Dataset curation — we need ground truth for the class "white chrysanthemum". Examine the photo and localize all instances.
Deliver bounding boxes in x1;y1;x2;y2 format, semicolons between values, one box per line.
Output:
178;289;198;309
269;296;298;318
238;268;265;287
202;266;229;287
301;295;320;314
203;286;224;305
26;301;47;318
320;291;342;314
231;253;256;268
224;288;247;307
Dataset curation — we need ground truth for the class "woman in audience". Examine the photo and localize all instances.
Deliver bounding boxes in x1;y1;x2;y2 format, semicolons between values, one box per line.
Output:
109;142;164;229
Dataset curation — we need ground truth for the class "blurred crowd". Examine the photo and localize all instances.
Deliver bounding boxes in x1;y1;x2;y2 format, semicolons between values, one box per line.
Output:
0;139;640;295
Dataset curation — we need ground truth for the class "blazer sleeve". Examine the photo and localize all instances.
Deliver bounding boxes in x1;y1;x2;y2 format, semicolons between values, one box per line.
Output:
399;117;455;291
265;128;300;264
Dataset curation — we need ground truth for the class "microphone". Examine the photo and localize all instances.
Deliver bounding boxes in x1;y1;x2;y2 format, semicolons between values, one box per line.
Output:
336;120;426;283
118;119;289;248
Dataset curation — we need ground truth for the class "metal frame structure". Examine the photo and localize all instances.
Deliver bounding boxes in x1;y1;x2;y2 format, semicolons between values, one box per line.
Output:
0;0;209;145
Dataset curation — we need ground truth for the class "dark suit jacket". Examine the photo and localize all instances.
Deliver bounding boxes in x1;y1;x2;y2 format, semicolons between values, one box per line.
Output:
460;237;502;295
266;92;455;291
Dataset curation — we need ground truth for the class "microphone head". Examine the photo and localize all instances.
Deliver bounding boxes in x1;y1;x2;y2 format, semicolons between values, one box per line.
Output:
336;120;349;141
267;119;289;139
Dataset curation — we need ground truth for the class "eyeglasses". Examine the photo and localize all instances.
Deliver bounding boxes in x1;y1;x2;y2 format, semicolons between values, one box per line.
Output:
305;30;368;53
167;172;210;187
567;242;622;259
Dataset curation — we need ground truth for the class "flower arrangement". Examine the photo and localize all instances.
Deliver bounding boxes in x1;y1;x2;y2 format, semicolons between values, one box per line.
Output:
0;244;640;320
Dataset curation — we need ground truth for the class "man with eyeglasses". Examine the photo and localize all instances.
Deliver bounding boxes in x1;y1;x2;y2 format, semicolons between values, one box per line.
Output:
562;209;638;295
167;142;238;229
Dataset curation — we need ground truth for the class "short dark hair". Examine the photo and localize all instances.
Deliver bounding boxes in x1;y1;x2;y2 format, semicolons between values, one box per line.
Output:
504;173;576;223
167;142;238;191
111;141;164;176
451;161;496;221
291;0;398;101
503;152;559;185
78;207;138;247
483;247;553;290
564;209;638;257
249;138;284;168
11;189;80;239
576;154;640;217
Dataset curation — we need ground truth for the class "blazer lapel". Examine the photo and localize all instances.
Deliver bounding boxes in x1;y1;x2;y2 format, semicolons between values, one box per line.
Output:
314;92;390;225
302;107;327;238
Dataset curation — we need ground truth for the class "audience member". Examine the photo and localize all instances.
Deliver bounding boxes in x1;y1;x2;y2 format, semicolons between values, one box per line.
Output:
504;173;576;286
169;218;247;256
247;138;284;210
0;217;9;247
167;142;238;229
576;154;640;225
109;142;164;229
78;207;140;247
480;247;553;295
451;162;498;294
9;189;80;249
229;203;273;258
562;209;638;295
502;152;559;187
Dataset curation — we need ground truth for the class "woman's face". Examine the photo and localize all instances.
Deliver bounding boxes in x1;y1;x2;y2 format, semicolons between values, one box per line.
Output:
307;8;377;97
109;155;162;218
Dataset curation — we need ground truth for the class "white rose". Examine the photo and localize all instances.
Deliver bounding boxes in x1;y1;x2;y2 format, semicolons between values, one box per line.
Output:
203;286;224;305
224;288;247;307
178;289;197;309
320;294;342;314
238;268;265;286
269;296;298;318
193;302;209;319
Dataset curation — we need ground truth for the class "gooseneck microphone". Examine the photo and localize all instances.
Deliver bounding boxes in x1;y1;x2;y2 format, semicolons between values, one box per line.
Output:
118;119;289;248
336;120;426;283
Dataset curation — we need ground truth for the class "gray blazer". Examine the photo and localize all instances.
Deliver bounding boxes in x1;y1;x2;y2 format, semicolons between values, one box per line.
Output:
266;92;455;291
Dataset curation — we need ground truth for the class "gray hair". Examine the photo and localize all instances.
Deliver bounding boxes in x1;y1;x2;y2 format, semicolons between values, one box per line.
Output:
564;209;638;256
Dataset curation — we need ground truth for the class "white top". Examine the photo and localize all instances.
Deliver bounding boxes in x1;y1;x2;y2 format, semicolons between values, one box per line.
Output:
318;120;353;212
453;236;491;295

◆ WHAT IS NEEDED ◆
Reproduce the records starting at the very first line and ending at the line containing "0;139;640;295", changing "Examine" to "Inspect" and leaving everything else unchanged.

◆ EXERCISE ANSWER ◆
Dataset curation — we need ground truth for the class "white chrysanthemum". Inspect the photo and localize all instances.
Deliver bounding boxes in x1;y1;x2;y2 format, semicolons between values, one box per line.
Output:
178;289;198;309
269;296;298;318
238;268;265;287
202;266;229;287
301;295;320;314
203;286;224;305
26;301;47;318
320;291;342;314
231;253;256;268
224;288;247;307
Dataset curation — we need ground truth for the class "woman in audience". Inspect the photo and localize all instances.
Deliver bounding boxes in x1;y1;x2;y2 format, semicolons between values, one box per line.
Output:
109;142;164;229
Dataset curation — we need ground truth for the class "blurred crowd". Inspect the photo and localize all instances.
Deliver bounding boxes in x1;y1;x2;y2 format, semicolons between values, one box per line.
Output:
0;139;640;295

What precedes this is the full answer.